--- start PAGE EXCERPT ---
Heavy dust and dirt covering panels that have been left unattended for some time.

General

Absolutely, here are some of the more common definitions.

CASA

Civil Aviation Safety Authority; Australia’s aviation regulator.

Drone

An increasingly popular term for UAVs often used in a military context.

UAV

Unmanned Aerial Vehicle or Drone.

RePL

The Remote Pilot’s Licence (RePL) enables operators to operate commercially under an authority of a RPA Operating Certificate (ReOC).

UAS

Unmanned Aerial System; introduced to improve on the term ‘UAV’ as it is inclusive of all the components which contribute to the flight

ReOC

RPA (Remote Pilot Aircraft) Operators Certificate. A ReOC is the MOST important document which allows a RePL holder to conduct commercial operations. A RePL is just your individual permission to fly. If you hold a RePL, then you need be employed by someone who holders the ReOC.

Pilot in Command

The member of the flight team who is responsible for directing the flight and operating the camera equipment

VLOS

Visual Line of Sight

BVLOS

Beyond Visual Line of Sight

Gimbal

A gimbal is the mount where the camera sits enabling it to move along multiple axes and be positioned with a remote control.

LiPo

LiPo stands for Lithium Polymer and is the type of battery used by the majority of drone manufacturers as it is lightweight with good charge capacity and power.

Pitch

This is the up and down movement of the UAV on a vertical axis, encompassing from the front to the back of the UAV.

Roll

This is the rotation of the UAV from nose to its tail including all movements forwards, backwards and left to right along the horizontal axis. To prevent crashing the yaw, pitch and roll of a UAV needs to be kept as stable as possible.

RPAS

Remotely Piloted Aerial System; one of the newer terms used to define UAV systems

Yaw

Yaw is the rotation of a UAV in relation to the centre axis. Looking down on a drone from above, the yaw would be the movement of the drone, clockwise/anti-clockwise.

Popular Terms within the Survey & Mapping Industry

DEM

Digital Elevation Model – most of the time used as a generic term for DSMs and DTM but is essentially a ‘bare earth’ elevation model, unmodified from its original data source (such as lidar, ifsar, or an autocorrelated photogrammetric surface)
--- end PAGE EXCERPT ---
→ EXERCISE 1
Pick out every line of the records that contains the word "grass" and copy each one. Case counts.
→ EXERCISE 2
Extend the drone glossary above with new material that follows on from its final entry.
--- start SUPPLIED DATA ---
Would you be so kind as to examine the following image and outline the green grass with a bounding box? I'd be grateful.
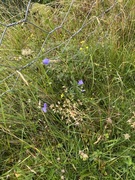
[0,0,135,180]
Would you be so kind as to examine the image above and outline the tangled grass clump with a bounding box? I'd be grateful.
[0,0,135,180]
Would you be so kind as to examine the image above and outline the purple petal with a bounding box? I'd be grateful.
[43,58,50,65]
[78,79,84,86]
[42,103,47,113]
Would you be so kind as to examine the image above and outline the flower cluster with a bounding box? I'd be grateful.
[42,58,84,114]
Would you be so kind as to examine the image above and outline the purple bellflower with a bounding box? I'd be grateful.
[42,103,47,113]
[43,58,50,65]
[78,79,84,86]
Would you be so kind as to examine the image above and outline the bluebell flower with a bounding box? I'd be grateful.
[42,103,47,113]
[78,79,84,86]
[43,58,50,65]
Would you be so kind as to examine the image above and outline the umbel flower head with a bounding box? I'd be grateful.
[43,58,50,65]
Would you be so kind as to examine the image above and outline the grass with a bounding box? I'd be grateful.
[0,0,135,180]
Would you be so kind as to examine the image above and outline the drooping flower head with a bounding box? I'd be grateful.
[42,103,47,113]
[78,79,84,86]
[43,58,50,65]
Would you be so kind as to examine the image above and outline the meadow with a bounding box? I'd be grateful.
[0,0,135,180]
--- end SUPPLIED DATA ---
--- start SUPPLIED DATA ---
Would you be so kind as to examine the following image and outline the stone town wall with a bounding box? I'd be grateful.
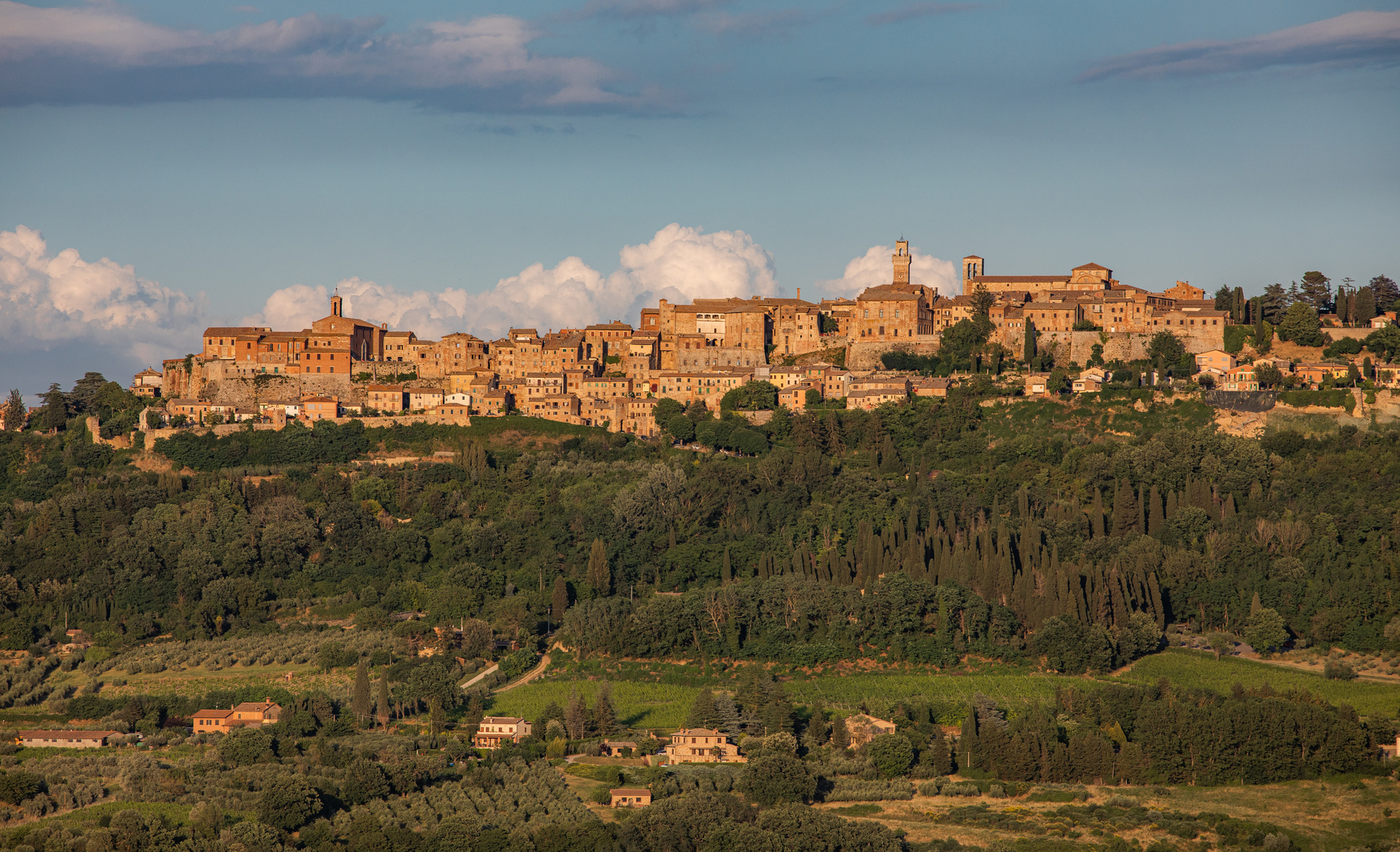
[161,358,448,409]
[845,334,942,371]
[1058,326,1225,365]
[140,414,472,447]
--- end SUPPLIED DATA ---
→ TASK RESULT 1
Would you be so kind as to examine the following image and outline the green grass with a bounding box? I'd be grateful.
Would you be so kind as to examine the image above and outline the tangled grass clump with a bounding box? I'd be grateful.
Would you be so kind as to examine the image above and outline the grass with a bounding box? I'd be grateful.

→ TASK RESULT 2
DSM

Digital Surface Model is a DEM of the earth surface including objects on it such as buildings and trees so it will include the tops of buildings, trees, powerlines, and any other objects – it only ‘sees’ ground where there is nothing else overtop of it.

DTM

Digital Terrain Model is a DEM of the earth surface without any objects in it

GIS

A GIS is a computer-based tool or information system that enables the capture, processing, organisation, analysis and presentation of geographic data i.e. mapping and organising data. The system generally comprises the software, hardware and applications required for these tasks along with the necessary data.

LIDAR

Light detection and ranging -Usually by using airborne laser scan technology (LIDAR), the surface of the earth can be scanned to generate a DSM with accuracies down to the centimetre range. This technique involves shooting a laser beam from an aerial platform and measuring the time it takes to reflect back to the sensor.

Orthophoto

An orthophoto is created from images using photogrammetric procedures and provides distortion-free, true-to-scale images of the surface of the earth.

Photogrammetry

Photogrammetry is a technique which uses photography to extract measurements of the environment. This is achieved through the use of overlapping imagery; where the same feature can be seen from two perspectives it is possible to calculate measurements.

Remote Sensing

Remote sensing is the process of making measurements of the earth using sensors on UAVs or other platforms. These sensors collect data in the form of images and have the capability for manipulating, analysing, and visualising those images. Remote sensed imagery is then integrated within a GIS.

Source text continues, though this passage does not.